### Görevler
(a) Blucin metnine göre şu soruları yanıtlayın:
(i) Madenci, normal pantolonlar hakkında ne söyledi?
(ii) Yeni aksesuar hangi yıl, hangi fuarda sergilendi?
(iii) Walker'in kurduğu şirketin adı neydi?
(b) Blucin metninde "Bu soru aslında" sözlerinden başlayıp "aksesuarın üretimine geçti." sözleri de dahil olmak üzere o bölüme kadar olan kısmı yeniden yazın. Bu kısımdaki "Automotic Hook and Eye" adını "Otomatik Kanca ve Halka" olarak değiştirin.
(c) Blucin ve Lewis Walker'la ilgili metni kaldığı yerden sürdürün.

### Belge bölümü
++++++++++++++++++++

Madenci normal pantolonların çok çabuk eskiyip yırtıldıklarını söyleyince, Strauss’un kafasında o saat bir şimşek çaktı ve “elindeki kumaştan” dayanıklı pantolonlar dikmeye başladı. Madenler ve çiftlikler sonrası Amerika’yı baştanbaşa hızla kat edecek o pantolonun adı, sonradan bütün yeryüzünde blucin olarak anılacaktı!..
Blucin ve insan, birlikte yol aldılar ve modanın kulvarında sürekli yarışarak, değişerek ve yeni trendlerin eşliğindeki gelişimiyle gün be gün dikkat çekerek, günümüzdeki noktaya kadar geldiler. Bu noktanın adı zirveydi ve blucin artık vazgeçilmezdi. Blucin gençti, özgürdü ve blucin asla sınır tanımıyordu…
+++
Blucin günümüzde liderliğini sürdüredursun biz, farklı ilkleri izlemeye devam edelim:
Önceleri sadece çizmeler ve ayakkabılar için düzenlenen yeni bir aksesuar 1893 yılında Chicago fuarında sergilendiğinde bu düzenek Amerikalı girişimci Lewis Walker’in hemen dikkatini çekti. Bu da neyin nesiydi ki!
Bu soru aslında Walker’in da hayatını değiştirecekti. Walker bu aksesuarın “kumaşlar, giysiler ve insan” üçlemesinde hayatı kolaylaştırıcı bandını hemen yakaladı ve aynı yıl “Automotic Hook and Eye” adlı bir şirket kurarak bu aksesuarın üretimine geçti.

++++++++++++++++++++

Bir koleksiyondan seçilmiş öğeler
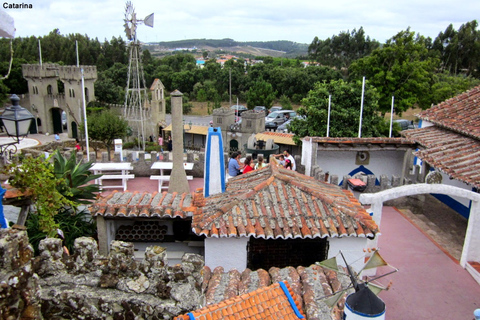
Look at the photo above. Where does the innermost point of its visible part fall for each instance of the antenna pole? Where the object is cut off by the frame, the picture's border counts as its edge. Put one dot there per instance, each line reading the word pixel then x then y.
pixel 350 273
pixel 40 51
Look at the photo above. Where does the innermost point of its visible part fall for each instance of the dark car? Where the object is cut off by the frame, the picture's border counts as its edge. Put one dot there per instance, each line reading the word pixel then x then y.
pixel 239 108
pixel 260 109
pixel 274 108
pixel 404 124
pixel 276 118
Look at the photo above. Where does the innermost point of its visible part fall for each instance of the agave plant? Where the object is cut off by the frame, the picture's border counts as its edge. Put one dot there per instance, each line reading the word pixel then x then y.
pixel 77 185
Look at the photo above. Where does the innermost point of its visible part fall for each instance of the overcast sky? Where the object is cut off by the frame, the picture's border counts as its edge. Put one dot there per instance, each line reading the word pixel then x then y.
pixel 246 20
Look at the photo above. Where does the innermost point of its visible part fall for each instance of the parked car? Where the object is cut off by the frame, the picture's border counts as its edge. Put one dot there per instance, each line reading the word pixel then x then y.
pixel 274 108
pixel 260 109
pixel 240 109
pixel 405 124
pixel 284 126
pixel 274 119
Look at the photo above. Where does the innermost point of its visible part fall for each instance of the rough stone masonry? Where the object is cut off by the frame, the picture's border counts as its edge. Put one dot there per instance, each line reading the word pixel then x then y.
pixel 87 285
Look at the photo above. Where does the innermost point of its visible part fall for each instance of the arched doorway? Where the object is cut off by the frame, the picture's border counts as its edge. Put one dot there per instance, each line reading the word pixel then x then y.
pixel 57 120
pixel 73 125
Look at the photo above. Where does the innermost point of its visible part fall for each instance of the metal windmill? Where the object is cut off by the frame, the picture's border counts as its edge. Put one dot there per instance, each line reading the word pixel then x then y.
pixel 363 303
pixel 135 110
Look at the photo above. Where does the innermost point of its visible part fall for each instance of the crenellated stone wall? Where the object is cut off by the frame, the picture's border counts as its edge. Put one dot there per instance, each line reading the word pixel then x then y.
pixel 86 285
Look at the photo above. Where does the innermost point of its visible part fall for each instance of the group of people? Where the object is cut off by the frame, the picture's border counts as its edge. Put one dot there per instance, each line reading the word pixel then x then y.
pixel 236 167
pixel 286 160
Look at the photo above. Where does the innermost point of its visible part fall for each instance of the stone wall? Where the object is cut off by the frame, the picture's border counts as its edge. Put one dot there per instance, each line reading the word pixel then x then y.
pixel 86 285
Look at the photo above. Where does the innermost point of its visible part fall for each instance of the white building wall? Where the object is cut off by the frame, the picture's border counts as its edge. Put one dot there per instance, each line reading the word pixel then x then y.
pixel 352 249
pixel 341 163
pixel 228 253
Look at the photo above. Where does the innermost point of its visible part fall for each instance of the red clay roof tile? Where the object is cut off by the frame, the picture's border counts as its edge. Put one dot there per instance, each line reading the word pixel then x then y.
pixel 272 302
pixel 452 153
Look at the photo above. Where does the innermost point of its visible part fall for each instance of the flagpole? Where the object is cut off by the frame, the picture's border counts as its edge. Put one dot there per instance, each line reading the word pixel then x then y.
pixel 391 117
pixel 328 119
pixel 85 116
pixel 40 51
pixel 361 109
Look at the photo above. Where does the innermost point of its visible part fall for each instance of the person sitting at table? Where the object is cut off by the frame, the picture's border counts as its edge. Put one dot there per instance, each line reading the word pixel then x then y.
pixel 260 164
pixel 234 164
pixel 248 164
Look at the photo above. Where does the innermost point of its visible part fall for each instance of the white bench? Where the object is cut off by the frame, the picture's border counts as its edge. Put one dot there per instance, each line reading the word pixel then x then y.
pixel 161 179
pixel 123 177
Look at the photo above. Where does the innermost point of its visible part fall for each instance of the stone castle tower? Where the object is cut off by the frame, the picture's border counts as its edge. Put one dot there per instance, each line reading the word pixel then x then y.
pixel 158 106
pixel 47 104
pixel 235 135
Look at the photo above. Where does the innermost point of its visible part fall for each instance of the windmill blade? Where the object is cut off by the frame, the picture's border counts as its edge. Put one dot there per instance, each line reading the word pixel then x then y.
pixel 148 21
pixel 329 264
pixel 376 289
pixel 375 261
pixel 333 300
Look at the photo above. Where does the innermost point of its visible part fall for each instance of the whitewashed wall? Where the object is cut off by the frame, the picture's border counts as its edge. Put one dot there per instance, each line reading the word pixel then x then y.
pixel 341 163
pixel 352 249
pixel 226 252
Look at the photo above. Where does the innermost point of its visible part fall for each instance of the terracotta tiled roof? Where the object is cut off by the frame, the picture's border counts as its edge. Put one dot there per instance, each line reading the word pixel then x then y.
pixel 308 284
pixel 274 203
pixel 460 113
pixel 454 154
pixel 273 302
pixel 278 137
pixel 145 205
pixel 365 141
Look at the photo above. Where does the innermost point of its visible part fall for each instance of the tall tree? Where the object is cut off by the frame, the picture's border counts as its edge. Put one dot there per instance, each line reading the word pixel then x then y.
pixel 260 94
pixel 403 67
pixel 105 127
pixel 460 50
pixel 341 50
pixel 345 111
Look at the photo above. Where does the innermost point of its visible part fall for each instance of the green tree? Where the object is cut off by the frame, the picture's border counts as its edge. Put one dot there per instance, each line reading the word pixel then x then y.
pixel 460 50
pixel 260 94
pixel 403 67
pixel 345 111
pixel 36 178
pixel 341 50
pixel 105 127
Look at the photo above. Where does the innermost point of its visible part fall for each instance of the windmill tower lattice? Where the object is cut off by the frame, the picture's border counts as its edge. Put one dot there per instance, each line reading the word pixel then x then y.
pixel 135 107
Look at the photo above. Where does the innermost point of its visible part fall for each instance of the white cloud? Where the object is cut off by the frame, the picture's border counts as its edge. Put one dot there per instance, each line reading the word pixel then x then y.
pixel 246 20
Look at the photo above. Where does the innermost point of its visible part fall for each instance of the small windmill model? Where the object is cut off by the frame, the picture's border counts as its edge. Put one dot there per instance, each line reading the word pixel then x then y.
pixel 363 303
pixel 135 111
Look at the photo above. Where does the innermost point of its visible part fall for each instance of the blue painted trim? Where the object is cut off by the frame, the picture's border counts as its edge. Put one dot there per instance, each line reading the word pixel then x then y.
pixel 290 300
pixel 364 170
pixel 211 133
pixel 454 204
pixel 364 314
pixel 3 221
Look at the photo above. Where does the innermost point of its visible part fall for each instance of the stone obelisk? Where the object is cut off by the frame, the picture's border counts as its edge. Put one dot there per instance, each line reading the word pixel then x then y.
pixel 178 178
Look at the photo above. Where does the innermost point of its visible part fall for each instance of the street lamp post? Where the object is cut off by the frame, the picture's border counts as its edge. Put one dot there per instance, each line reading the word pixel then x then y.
pixel 17 121
pixel 189 128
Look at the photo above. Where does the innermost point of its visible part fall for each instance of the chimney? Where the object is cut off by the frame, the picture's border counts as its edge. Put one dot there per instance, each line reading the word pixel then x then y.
pixel 178 178
pixel 214 179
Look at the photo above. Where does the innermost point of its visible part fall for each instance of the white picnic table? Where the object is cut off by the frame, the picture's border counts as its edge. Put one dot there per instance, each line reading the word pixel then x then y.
pixel 113 171
pixel 160 165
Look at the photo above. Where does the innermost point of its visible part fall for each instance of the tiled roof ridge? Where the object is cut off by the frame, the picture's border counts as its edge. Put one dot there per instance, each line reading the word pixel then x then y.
pixel 308 284
pixel 365 140
pixel 263 303
pixel 442 114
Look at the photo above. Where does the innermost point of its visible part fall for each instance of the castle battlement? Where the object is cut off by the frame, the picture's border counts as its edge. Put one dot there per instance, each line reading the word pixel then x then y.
pixel 75 73
pixel 46 70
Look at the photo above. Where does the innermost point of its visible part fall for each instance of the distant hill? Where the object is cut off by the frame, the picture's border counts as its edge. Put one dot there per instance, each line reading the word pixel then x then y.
pixel 279 48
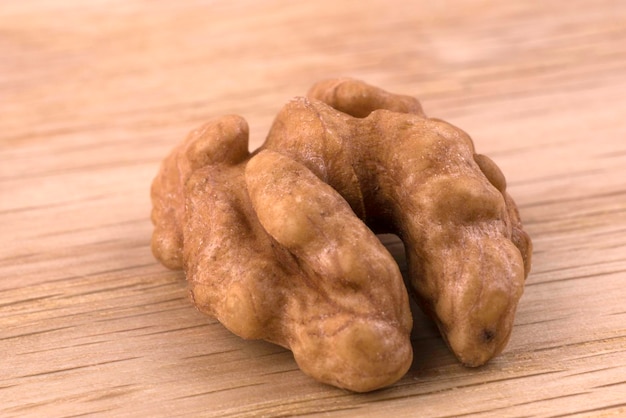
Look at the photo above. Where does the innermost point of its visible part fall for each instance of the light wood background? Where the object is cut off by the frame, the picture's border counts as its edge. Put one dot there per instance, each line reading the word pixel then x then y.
pixel 93 94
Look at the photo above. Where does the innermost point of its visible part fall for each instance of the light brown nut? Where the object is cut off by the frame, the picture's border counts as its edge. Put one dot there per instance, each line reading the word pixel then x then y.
pixel 420 178
pixel 271 246
pixel 274 253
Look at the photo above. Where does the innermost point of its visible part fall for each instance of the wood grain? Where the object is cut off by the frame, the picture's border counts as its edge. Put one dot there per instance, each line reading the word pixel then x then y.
pixel 94 94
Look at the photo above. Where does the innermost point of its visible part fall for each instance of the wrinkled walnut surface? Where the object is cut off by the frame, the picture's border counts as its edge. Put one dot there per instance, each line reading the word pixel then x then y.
pixel 280 244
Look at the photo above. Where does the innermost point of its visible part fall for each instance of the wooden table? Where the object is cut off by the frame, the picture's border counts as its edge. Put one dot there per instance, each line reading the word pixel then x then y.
pixel 94 94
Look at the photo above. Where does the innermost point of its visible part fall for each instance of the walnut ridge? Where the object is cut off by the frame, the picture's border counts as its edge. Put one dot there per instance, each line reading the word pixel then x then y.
pixel 280 244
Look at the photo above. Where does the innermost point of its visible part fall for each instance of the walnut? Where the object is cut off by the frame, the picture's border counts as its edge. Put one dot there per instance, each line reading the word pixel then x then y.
pixel 280 244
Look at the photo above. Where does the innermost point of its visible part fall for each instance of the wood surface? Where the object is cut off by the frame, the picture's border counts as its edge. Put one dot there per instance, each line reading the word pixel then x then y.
pixel 93 94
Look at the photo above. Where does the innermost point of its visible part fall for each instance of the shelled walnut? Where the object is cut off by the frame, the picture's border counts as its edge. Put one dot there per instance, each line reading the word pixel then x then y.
pixel 280 244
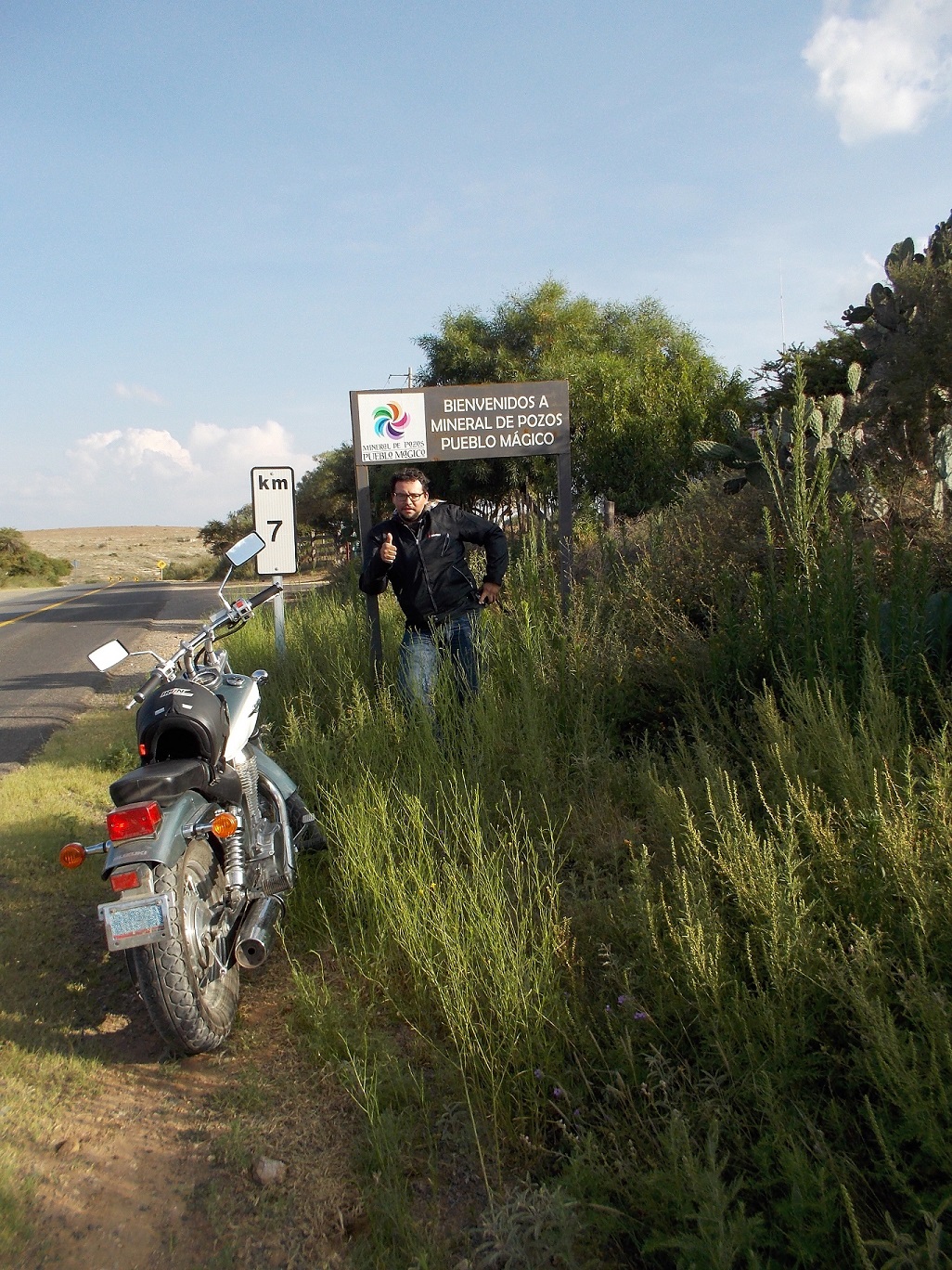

++++++++++++++++++++

### Sonuçlar
(a)
(i) Normal pantolonların çok çabuk eskiyip yırtıldıklarını söyledi.
(ii) 1893 yılında, Chicago fuarında sergilendi.
(iii) "Automotic Hook and Eye".

(b)
Bu soru aslında Walker’in da hayatını değiştirecekti. Walker bu aksesuarın “kumaşlar, giysiler ve insan” üçlemesinde hayatı kolaylaştırıcı bandını hemen yakaladı ve aynı yıl “Otomatik Kanca ve Halka” adlı bir şirket kurarak bu aksesuarın üretimine geçti.

(c)
Aksesuarın buluş sahibi ise Whitcob Judson’du ve o da bir biçimde bir ilke imzasını çoktan atmıştı ve gelecekte buluşunun hemen bütün insanlarca kullanılacağından doğal olarak da hiç haberi yoktu. Ne var ki, Judson’un buluşunda bazı tasarım hataları vardı. Bunlardan en başta geleni kolayca açılabilir bir yapıya sahip olmamasıydı…
Sonuçta daha gelişmiş bir modeli 1902 yılında “Walkers Fastaner CO” firması üretti ve piyasaya sundu. Derken İsveç asıllı mühendis Gideon Sundback New Jersey’de bugün kullanılan aygıtın çağdaş tipini geliştirdi ve bunun patentini de 29 Nisan 1913 günü aldı.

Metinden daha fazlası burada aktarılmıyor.